BEGIN EXERCISE MATERIALS

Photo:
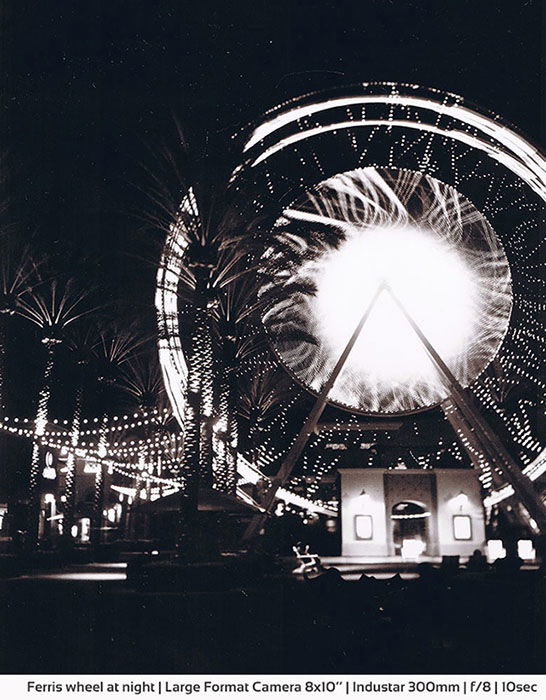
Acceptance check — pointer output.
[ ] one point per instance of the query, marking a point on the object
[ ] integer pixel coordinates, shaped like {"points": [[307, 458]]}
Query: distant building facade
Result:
{"points": [[411, 512]]}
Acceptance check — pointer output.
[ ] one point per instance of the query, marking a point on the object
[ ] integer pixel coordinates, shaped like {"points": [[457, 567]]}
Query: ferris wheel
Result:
{"points": [[438, 203]]}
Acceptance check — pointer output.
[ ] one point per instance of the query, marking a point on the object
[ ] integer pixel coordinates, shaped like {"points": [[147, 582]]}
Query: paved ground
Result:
{"points": [[88, 619]]}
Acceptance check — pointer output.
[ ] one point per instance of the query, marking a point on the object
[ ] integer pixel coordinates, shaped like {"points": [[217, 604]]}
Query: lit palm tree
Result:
{"points": [[53, 307]]}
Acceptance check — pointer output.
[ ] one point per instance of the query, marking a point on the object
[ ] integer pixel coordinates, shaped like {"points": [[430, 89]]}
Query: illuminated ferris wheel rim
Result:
{"points": [[496, 139]]}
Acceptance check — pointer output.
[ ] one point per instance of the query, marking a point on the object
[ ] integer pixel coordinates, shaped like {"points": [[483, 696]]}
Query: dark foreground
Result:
{"points": [[469, 623]]}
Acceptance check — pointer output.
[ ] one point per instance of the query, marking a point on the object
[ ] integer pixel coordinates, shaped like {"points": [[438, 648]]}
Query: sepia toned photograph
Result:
{"points": [[272, 335]]}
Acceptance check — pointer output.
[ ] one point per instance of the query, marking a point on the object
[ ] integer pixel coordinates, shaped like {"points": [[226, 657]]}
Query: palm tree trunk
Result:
{"points": [[100, 478], [2, 365], [34, 481], [70, 481]]}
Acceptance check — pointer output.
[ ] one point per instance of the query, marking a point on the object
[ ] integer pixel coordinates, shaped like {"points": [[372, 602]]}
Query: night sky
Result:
{"points": [[90, 90]]}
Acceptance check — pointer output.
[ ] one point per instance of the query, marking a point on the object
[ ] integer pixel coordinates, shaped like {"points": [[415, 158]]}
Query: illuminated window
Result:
{"points": [[462, 527], [363, 527]]}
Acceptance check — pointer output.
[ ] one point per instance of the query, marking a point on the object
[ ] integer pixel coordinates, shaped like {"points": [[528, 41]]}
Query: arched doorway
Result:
{"points": [[410, 528]]}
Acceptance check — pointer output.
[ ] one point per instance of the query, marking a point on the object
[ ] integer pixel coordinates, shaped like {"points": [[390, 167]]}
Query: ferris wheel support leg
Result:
{"points": [[309, 426], [493, 449]]}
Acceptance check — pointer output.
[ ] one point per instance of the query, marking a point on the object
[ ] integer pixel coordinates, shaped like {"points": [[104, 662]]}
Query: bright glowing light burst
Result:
{"points": [[430, 278], [434, 250]]}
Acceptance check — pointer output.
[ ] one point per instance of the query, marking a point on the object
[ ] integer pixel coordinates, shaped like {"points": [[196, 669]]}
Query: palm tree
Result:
{"points": [[53, 307]]}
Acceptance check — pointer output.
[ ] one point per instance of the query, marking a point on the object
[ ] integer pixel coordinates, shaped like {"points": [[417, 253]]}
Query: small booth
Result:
{"points": [[411, 513]]}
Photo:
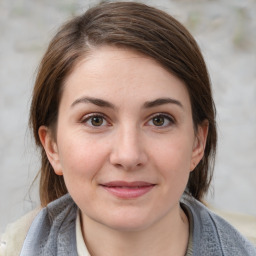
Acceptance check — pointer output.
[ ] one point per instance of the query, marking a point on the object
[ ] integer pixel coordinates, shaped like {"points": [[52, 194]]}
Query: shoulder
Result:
{"points": [[212, 235], [15, 234]]}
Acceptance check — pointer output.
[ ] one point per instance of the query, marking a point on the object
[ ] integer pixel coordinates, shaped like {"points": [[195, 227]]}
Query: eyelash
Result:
{"points": [[89, 117], [169, 118]]}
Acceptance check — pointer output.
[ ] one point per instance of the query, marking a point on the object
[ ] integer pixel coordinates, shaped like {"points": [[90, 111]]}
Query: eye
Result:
{"points": [[95, 120], [161, 120]]}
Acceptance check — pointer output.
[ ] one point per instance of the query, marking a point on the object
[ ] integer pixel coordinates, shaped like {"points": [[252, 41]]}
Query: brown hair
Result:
{"points": [[139, 27]]}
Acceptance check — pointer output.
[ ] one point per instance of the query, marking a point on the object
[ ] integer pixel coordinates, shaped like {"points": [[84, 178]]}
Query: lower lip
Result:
{"points": [[128, 192]]}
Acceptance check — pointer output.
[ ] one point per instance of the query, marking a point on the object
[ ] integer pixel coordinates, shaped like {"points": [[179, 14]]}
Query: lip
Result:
{"points": [[128, 190]]}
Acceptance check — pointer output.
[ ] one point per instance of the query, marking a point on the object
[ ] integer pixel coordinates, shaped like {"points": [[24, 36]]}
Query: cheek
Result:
{"points": [[173, 160], [81, 157]]}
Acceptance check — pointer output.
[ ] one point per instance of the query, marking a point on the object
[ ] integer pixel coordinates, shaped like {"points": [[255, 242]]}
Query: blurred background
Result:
{"points": [[226, 33]]}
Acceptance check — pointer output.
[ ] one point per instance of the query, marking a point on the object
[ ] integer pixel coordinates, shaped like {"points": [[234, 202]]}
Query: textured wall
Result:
{"points": [[226, 33]]}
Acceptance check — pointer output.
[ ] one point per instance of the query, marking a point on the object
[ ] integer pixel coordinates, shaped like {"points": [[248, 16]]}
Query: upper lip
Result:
{"points": [[127, 184]]}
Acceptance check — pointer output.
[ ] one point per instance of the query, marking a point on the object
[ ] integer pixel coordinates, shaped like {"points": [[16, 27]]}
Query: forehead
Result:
{"points": [[113, 73]]}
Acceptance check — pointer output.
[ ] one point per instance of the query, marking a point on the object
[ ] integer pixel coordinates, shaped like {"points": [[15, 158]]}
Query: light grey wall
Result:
{"points": [[226, 33]]}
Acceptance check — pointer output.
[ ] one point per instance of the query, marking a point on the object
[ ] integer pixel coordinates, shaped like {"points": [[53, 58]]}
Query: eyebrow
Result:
{"points": [[147, 104], [161, 101], [95, 101]]}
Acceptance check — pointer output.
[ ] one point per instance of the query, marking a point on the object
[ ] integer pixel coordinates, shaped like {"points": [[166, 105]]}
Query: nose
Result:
{"points": [[128, 151]]}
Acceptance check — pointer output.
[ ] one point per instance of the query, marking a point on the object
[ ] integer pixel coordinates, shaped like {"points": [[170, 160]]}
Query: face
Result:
{"points": [[125, 141]]}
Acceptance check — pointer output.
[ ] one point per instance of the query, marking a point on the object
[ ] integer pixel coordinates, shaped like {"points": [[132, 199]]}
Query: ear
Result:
{"points": [[199, 144], [51, 149]]}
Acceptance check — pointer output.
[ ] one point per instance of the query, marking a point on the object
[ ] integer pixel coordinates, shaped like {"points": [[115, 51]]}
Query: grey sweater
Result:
{"points": [[53, 232]]}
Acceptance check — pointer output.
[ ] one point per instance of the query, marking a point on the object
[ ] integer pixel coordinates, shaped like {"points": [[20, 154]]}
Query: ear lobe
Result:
{"points": [[199, 144], [51, 149]]}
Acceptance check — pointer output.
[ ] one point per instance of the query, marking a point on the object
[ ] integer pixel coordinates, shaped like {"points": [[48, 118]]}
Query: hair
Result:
{"points": [[134, 26]]}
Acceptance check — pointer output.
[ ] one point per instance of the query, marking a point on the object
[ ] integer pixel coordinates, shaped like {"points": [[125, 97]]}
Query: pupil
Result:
{"points": [[97, 121], [158, 121]]}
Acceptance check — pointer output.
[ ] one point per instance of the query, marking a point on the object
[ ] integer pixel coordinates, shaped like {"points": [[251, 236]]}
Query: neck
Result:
{"points": [[167, 237]]}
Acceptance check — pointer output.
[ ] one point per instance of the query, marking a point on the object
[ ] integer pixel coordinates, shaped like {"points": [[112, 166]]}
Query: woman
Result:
{"points": [[123, 113]]}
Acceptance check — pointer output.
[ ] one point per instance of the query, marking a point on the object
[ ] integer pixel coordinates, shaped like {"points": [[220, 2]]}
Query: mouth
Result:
{"points": [[128, 190]]}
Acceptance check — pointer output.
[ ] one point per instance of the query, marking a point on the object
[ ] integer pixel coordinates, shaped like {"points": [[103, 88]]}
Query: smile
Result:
{"points": [[128, 190]]}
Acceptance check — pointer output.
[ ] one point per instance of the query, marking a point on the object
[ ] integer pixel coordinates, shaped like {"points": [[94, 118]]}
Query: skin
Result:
{"points": [[134, 137]]}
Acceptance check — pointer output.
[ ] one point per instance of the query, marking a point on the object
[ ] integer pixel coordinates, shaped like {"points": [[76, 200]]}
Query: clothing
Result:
{"points": [[53, 232]]}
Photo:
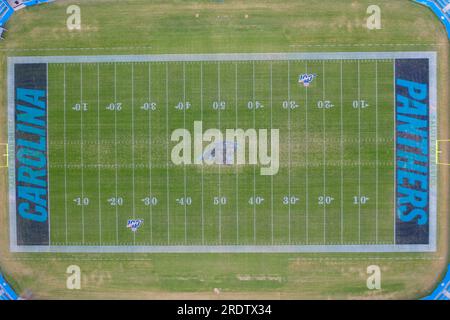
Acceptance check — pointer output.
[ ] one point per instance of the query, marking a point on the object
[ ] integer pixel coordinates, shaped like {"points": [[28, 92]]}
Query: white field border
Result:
{"points": [[430, 55]]}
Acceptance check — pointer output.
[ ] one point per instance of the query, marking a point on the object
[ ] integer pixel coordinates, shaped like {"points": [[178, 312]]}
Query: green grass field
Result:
{"points": [[107, 163], [164, 27]]}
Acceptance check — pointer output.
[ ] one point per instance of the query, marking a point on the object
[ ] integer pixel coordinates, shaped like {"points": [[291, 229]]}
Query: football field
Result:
{"points": [[113, 180]]}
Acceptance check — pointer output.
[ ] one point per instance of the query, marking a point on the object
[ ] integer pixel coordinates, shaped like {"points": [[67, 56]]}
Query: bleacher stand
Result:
{"points": [[442, 292], [8, 7], [441, 8], [6, 292]]}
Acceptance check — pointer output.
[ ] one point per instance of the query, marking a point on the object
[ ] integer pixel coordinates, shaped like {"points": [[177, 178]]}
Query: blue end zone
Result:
{"points": [[31, 172], [442, 292], [6, 10], [438, 7], [412, 151], [6, 292]]}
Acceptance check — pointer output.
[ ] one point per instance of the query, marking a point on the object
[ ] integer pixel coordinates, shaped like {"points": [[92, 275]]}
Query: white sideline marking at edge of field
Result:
{"points": [[324, 156], [312, 248], [150, 149], [98, 155], [307, 162], [82, 152], [65, 156]]}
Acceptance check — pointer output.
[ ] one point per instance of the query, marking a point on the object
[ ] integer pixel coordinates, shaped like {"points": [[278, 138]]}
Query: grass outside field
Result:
{"points": [[110, 27]]}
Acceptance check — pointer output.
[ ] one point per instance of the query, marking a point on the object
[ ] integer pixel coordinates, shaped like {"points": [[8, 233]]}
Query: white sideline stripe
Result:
{"points": [[226, 249]]}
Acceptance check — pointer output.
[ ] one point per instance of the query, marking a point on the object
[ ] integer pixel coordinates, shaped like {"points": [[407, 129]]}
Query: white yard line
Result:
{"points": [[289, 151], [202, 169], [342, 156], [65, 157], [254, 167], [82, 151], [359, 152], [376, 151], [394, 103], [98, 156], [115, 152], [132, 148], [150, 150], [271, 126], [236, 167], [167, 153], [184, 165], [306, 164], [220, 163], [324, 155]]}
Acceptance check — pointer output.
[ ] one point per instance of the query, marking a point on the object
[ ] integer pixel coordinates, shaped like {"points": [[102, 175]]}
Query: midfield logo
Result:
{"points": [[134, 224], [234, 146], [306, 79]]}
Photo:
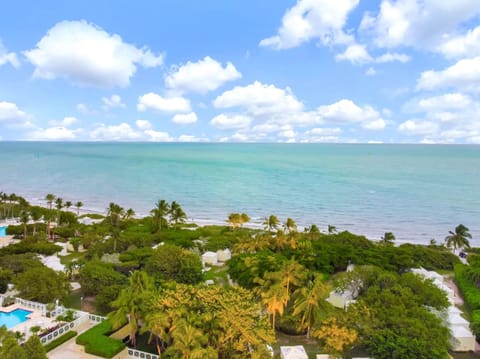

END EXERCISE MATERIALS

### DIRECTION
Collect each line in the listing above that contains the word "wall". Matches are case-sensitive.

### ANSWER TO THE EXERCISE
Query: textured wall
Query: light grey wall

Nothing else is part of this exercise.